# start of Recorded information

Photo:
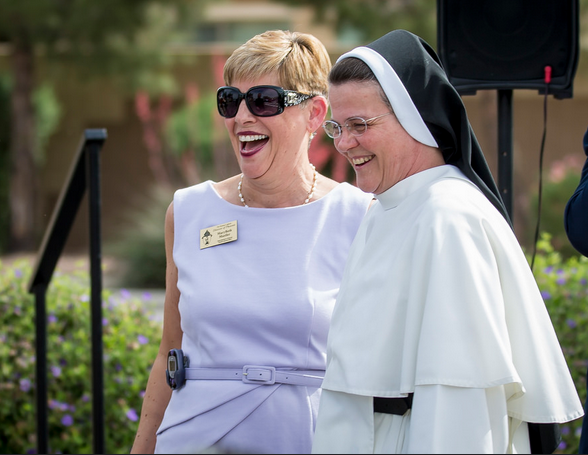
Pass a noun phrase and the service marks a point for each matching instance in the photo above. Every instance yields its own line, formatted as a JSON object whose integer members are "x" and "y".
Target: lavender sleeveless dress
{"x": 264, "y": 299}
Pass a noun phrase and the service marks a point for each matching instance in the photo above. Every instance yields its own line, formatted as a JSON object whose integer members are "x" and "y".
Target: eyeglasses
{"x": 261, "y": 100}
{"x": 355, "y": 125}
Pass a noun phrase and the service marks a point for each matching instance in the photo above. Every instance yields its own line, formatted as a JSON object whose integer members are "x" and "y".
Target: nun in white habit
{"x": 440, "y": 340}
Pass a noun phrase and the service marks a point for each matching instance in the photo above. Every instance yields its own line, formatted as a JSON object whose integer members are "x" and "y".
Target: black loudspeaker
{"x": 507, "y": 44}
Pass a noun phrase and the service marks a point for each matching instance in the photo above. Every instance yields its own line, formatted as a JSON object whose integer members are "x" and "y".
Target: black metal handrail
{"x": 84, "y": 174}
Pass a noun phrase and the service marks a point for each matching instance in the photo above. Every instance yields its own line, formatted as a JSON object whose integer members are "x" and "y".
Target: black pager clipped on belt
{"x": 176, "y": 365}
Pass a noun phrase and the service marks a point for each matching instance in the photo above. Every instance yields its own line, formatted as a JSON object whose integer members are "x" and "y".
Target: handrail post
{"x": 41, "y": 368}
{"x": 84, "y": 174}
{"x": 92, "y": 157}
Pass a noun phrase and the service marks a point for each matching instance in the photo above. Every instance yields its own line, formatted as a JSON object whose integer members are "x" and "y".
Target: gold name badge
{"x": 217, "y": 235}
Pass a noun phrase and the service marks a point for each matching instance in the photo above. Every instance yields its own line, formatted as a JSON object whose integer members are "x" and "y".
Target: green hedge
{"x": 131, "y": 338}
{"x": 130, "y": 343}
{"x": 563, "y": 283}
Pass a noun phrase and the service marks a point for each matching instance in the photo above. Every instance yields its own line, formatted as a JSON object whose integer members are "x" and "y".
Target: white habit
{"x": 438, "y": 300}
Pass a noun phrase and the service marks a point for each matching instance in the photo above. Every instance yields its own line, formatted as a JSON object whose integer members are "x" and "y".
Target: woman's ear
{"x": 317, "y": 112}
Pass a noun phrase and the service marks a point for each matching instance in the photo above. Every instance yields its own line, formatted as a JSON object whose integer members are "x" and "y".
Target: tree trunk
{"x": 23, "y": 180}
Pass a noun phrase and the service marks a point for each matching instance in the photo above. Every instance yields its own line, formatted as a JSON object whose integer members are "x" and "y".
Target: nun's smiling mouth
{"x": 357, "y": 162}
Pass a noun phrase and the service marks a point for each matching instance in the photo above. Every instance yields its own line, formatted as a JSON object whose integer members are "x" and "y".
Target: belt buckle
{"x": 258, "y": 374}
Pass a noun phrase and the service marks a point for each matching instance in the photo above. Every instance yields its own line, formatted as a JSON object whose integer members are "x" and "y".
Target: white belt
{"x": 257, "y": 374}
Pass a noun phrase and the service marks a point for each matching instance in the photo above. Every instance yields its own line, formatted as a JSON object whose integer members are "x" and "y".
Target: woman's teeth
{"x": 358, "y": 161}
{"x": 256, "y": 137}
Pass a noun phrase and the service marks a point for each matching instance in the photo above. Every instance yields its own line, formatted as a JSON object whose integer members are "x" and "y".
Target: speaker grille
{"x": 508, "y": 43}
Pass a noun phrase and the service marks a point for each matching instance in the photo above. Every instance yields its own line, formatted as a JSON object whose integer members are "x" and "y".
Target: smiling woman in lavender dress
{"x": 254, "y": 264}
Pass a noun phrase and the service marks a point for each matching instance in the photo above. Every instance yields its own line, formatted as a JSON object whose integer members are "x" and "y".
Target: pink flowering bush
{"x": 130, "y": 343}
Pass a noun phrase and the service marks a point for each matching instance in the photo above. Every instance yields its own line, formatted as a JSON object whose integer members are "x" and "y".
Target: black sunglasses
{"x": 261, "y": 100}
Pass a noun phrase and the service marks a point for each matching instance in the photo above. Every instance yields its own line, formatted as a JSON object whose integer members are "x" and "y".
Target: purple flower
{"x": 132, "y": 415}
{"x": 67, "y": 420}
{"x": 25, "y": 385}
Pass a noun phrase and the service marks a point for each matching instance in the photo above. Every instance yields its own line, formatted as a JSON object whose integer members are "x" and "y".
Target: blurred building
{"x": 127, "y": 176}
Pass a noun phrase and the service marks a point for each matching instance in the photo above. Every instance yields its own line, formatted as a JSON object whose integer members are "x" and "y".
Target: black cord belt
{"x": 397, "y": 406}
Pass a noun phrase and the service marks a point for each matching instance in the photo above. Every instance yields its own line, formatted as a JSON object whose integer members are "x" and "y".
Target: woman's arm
{"x": 158, "y": 393}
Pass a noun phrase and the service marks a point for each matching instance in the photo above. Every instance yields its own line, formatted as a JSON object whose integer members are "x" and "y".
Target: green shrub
{"x": 140, "y": 247}
{"x": 563, "y": 284}
{"x": 130, "y": 343}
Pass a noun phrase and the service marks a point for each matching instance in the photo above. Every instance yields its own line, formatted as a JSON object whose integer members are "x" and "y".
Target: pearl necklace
{"x": 306, "y": 201}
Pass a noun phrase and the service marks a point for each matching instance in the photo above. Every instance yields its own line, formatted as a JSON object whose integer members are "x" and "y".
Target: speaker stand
{"x": 505, "y": 155}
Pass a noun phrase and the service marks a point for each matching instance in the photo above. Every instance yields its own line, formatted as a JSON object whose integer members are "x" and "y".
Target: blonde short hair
{"x": 300, "y": 60}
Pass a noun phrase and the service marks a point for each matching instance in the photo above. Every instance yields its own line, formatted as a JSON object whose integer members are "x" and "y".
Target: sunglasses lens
{"x": 264, "y": 101}
{"x": 228, "y": 101}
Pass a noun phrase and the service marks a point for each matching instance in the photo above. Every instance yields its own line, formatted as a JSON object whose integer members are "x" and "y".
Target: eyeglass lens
{"x": 356, "y": 126}
{"x": 261, "y": 101}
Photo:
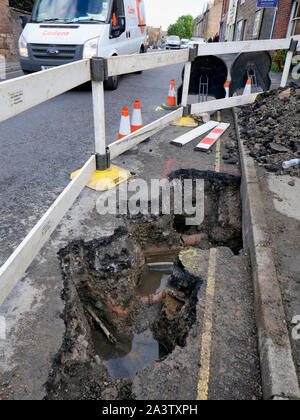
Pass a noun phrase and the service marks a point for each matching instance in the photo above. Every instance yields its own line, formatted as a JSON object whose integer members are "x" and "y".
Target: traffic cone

# end of Recorded information

*Exercise*: Please pick out every line in the data above that contains the word "white" and copy each one.

*Response*:
Target: nun in white habit
Target: white habit
Target: white belt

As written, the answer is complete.